What’s The Best Time To Go Grocery Shopping?
TheTakeOut.com, By Aimee Levitt, Posted April 20th 2020
Does the prospect of a trip to the grocery store fill you with terror these days (I mean, more than usual)? Will this be the day that some insensitive person coughs on you? The day the virus latches on to the handle of a carton of milk that you will unsuspectingly carry home and infect your entire family with? The day your mask falls off as you bend over the shelf of packaged chicken parts? The day you get run over by a cart while you attempt to stand six feet away from everyone else without blocking the pasta aisle? (Does it even matter? All the pasta is gone anyway.) Or maybe it’s the day you get into a joust—the socially distanced equivalent of a fistfight—with another customer over the last bag of flour. Any way you slice it, the grocery store is a minefield.
Fortunately, our friends over at Business Insider analyzed three consumer studies in order to determine the best time to go grocery shopping. “Best” here doesn’t mean “the time at which you will be guaranteed to find the flour and yeast you have been searching for for weeks.” It just means “the time of day the store will be the least crowded.”
That time, by a long shot, is 6 a.m., followed by 7 a.m. But since many stores are observing senior hours these days, your choice is either to be a senior, do a convincing masquerade as a senior, or wait until the store opens to the general public and dash through the front entrance immediately like a doorbuster on Black Friday.
Stores get steadily more crowded throughout the day, BI discovered, reaching their peak in the afternoon, specifically late afternoon when 9-to-5 workers traditionally shopped for dinner in the Beforetimes. There’s a steep drop-off after 7 p.m., but by then the groceries might be picked over. (BI didn’t actually say this. I’m extrapolating.) So set your alarms, people, leave your masks by your keys where you can find them, and go forth and shop in the earliest morning light you can stand—if you must.
Aimee Levitt is associate editor of The Takeout.

__LISTED RECORDS__:
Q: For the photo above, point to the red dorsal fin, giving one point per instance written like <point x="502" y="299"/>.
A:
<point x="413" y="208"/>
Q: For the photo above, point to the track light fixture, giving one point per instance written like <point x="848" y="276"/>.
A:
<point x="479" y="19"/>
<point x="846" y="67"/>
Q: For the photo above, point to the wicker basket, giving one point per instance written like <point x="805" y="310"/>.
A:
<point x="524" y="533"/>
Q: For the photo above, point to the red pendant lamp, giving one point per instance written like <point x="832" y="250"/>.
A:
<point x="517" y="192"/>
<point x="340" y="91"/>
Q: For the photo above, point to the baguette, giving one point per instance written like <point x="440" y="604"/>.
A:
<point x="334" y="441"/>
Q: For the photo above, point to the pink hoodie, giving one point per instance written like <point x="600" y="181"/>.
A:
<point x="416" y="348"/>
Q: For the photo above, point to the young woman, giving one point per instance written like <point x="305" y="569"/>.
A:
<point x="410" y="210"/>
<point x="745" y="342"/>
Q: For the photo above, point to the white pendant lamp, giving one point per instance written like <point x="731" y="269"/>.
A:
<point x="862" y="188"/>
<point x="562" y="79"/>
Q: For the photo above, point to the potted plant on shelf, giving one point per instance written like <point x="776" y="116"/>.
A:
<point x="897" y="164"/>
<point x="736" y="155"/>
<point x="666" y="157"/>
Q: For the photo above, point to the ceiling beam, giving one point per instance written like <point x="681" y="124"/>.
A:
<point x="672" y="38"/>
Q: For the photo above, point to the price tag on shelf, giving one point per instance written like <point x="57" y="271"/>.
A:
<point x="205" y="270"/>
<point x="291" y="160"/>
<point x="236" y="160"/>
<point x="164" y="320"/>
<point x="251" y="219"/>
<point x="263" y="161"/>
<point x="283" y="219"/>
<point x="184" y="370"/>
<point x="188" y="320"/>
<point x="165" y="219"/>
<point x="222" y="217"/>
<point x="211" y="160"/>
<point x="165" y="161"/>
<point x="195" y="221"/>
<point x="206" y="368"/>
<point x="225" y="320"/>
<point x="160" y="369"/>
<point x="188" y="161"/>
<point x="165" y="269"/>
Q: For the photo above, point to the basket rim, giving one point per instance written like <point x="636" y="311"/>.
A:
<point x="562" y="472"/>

__WHAT YOU SHOULD DO__: List each specific food product the grocery-shopping article mentions, naming each one once. Answer from the article alone.

__THE ANSWER__:
- milk
- packaged chicken parts
- pasta
- flour
- yeast